[Rows from a collection]

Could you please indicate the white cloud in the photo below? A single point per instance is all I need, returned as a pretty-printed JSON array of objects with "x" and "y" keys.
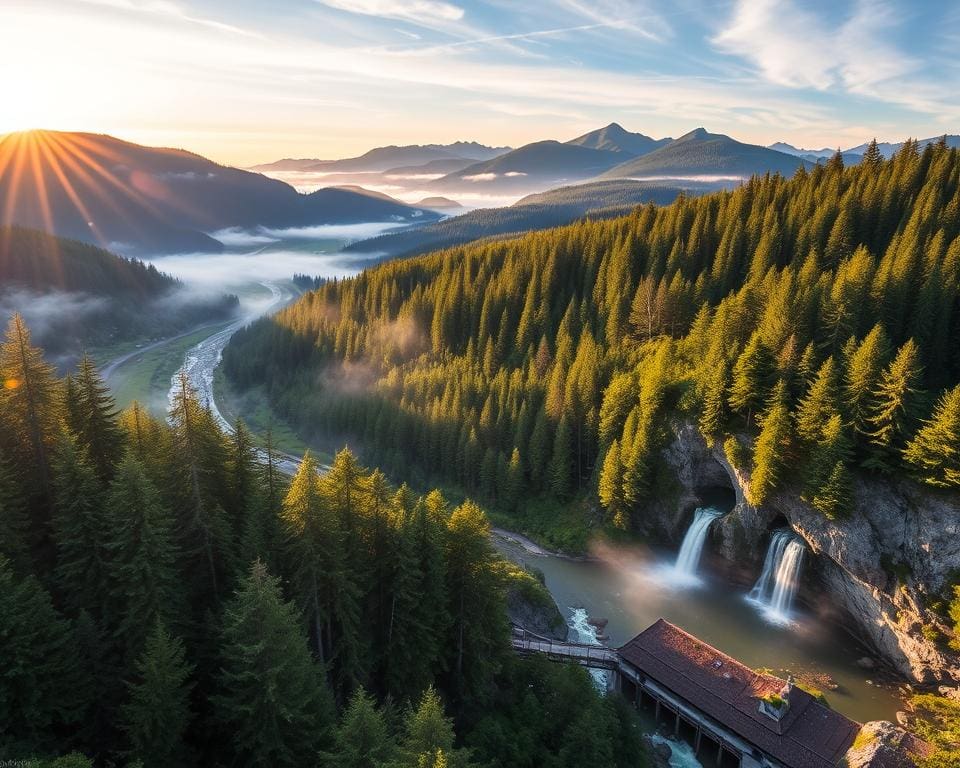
[
  {"x": 416, "y": 11},
  {"x": 170, "y": 10},
  {"x": 793, "y": 47}
]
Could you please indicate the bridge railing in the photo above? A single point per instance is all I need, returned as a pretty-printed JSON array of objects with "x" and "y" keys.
[{"x": 525, "y": 641}]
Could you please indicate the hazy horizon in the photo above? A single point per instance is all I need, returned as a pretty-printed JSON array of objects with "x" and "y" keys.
[{"x": 332, "y": 79}]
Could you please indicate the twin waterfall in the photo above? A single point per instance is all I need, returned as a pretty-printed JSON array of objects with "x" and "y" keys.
[
  {"x": 777, "y": 585},
  {"x": 775, "y": 589},
  {"x": 689, "y": 557}
]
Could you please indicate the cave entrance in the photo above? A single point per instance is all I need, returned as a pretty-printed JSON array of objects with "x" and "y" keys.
[{"x": 720, "y": 497}]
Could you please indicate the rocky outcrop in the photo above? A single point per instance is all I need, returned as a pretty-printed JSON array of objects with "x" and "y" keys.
[
  {"x": 535, "y": 611},
  {"x": 881, "y": 744},
  {"x": 898, "y": 547}
]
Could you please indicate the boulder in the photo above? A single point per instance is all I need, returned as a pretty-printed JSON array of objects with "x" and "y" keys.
[
  {"x": 898, "y": 546},
  {"x": 881, "y": 744}
]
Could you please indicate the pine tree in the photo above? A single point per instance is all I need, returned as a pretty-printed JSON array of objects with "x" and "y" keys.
[
  {"x": 897, "y": 400},
  {"x": 476, "y": 604},
  {"x": 610, "y": 487},
  {"x": 419, "y": 616},
  {"x": 819, "y": 404},
  {"x": 28, "y": 404},
  {"x": 713, "y": 416},
  {"x": 80, "y": 532},
  {"x": 561, "y": 461},
  {"x": 273, "y": 703},
  {"x": 14, "y": 526},
  {"x": 96, "y": 413},
  {"x": 362, "y": 739},
  {"x": 428, "y": 730},
  {"x": 39, "y": 697},
  {"x": 934, "y": 452},
  {"x": 200, "y": 459},
  {"x": 863, "y": 372},
  {"x": 770, "y": 454},
  {"x": 144, "y": 587},
  {"x": 156, "y": 717},
  {"x": 316, "y": 554},
  {"x": 751, "y": 379}
]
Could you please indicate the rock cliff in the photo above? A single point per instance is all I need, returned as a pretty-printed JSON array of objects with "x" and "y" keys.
[{"x": 881, "y": 565}]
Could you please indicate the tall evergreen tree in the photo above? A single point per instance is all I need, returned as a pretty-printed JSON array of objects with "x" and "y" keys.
[
  {"x": 934, "y": 452},
  {"x": 40, "y": 700},
  {"x": 897, "y": 402},
  {"x": 80, "y": 531},
  {"x": 362, "y": 739},
  {"x": 144, "y": 588},
  {"x": 273, "y": 703},
  {"x": 96, "y": 414},
  {"x": 156, "y": 717}
]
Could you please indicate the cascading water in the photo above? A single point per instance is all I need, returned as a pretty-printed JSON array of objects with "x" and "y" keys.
[
  {"x": 775, "y": 589},
  {"x": 685, "y": 568}
]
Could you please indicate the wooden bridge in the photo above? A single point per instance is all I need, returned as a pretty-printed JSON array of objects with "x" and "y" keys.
[{"x": 527, "y": 643}]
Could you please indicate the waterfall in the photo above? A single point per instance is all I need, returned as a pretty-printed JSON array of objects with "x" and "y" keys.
[
  {"x": 777, "y": 585},
  {"x": 689, "y": 556}
]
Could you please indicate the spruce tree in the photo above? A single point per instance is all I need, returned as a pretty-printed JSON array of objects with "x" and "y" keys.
[
  {"x": 770, "y": 453},
  {"x": 40, "y": 700},
  {"x": 819, "y": 404},
  {"x": 144, "y": 585},
  {"x": 862, "y": 375},
  {"x": 476, "y": 604},
  {"x": 934, "y": 452},
  {"x": 97, "y": 430},
  {"x": 561, "y": 461},
  {"x": 28, "y": 406},
  {"x": 751, "y": 379},
  {"x": 897, "y": 401},
  {"x": 362, "y": 738},
  {"x": 157, "y": 714},
  {"x": 80, "y": 531},
  {"x": 713, "y": 416},
  {"x": 610, "y": 487},
  {"x": 272, "y": 703},
  {"x": 14, "y": 525}
]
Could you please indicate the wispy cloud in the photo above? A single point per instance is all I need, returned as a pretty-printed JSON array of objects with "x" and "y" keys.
[
  {"x": 171, "y": 10},
  {"x": 416, "y": 11},
  {"x": 796, "y": 48}
]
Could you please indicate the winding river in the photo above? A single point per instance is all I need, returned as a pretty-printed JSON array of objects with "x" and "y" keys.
[{"x": 625, "y": 586}]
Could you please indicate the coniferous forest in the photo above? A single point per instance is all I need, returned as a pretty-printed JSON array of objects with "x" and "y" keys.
[
  {"x": 809, "y": 323},
  {"x": 168, "y": 597}
]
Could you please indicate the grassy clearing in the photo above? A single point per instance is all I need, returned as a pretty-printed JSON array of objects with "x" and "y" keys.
[
  {"x": 146, "y": 378},
  {"x": 253, "y": 407}
]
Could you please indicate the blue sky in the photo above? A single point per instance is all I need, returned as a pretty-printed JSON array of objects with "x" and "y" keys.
[{"x": 244, "y": 81}]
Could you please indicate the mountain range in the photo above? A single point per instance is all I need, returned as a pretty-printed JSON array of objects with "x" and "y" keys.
[
  {"x": 855, "y": 154},
  {"x": 137, "y": 199},
  {"x": 382, "y": 159}
]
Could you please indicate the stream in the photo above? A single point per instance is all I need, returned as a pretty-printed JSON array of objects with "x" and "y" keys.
[{"x": 626, "y": 586}]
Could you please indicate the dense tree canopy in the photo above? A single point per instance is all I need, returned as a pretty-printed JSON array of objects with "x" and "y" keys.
[
  {"x": 167, "y": 598},
  {"x": 551, "y": 362}
]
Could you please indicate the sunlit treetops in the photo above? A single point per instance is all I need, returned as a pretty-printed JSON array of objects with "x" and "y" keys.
[{"x": 833, "y": 292}]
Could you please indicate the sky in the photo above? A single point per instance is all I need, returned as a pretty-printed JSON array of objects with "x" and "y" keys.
[{"x": 249, "y": 81}]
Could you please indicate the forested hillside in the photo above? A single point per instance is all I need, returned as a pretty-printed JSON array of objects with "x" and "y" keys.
[
  {"x": 83, "y": 296},
  {"x": 815, "y": 318},
  {"x": 169, "y": 599}
]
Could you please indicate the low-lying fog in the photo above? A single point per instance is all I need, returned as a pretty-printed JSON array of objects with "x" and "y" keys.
[
  {"x": 265, "y": 255},
  {"x": 408, "y": 189}
]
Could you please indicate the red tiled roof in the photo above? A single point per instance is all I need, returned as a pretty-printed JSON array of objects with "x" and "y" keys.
[{"x": 810, "y": 735}]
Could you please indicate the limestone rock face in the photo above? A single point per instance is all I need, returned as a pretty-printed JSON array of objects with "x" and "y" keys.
[
  {"x": 881, "y": 744},
  {"x": 899, "y": 545}
]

= INSTRUCTIONS FOR THE TASK =
Write out again every line starting with the line containing "Could you please indicate the low-lying" and going on through the last of the rows, requests included. Scale each x and y point coordinate in the answers by 1.35, rounding to whole numbers with halves rounded up.

= FULL SOLUTION =
Could you please indicate the low-lying fog in the photo above? A single point per instance is all I need, returned as a pretty-printed JSON array of objects with "x" and "y" keys.
[
  {"x": 358, "y": 344},
  {"x": 551, "y": 255}
]
Could you please indicate the red tiled roof in the photo above? A single point per instance is all I need, returned as a pretty-printed JSON array of objects with "x" and "y" keys.
[{"x": 1094, "y": 992}]
Could you please indicate the limestone rock face in the photo above? A single point per instance is all I need, returned as a pretty-printed JSON array of objects with "x" and "y" keys.
[
  {"x": 1189, "y": 1004},
  {"x": 1214, "y": 736}
]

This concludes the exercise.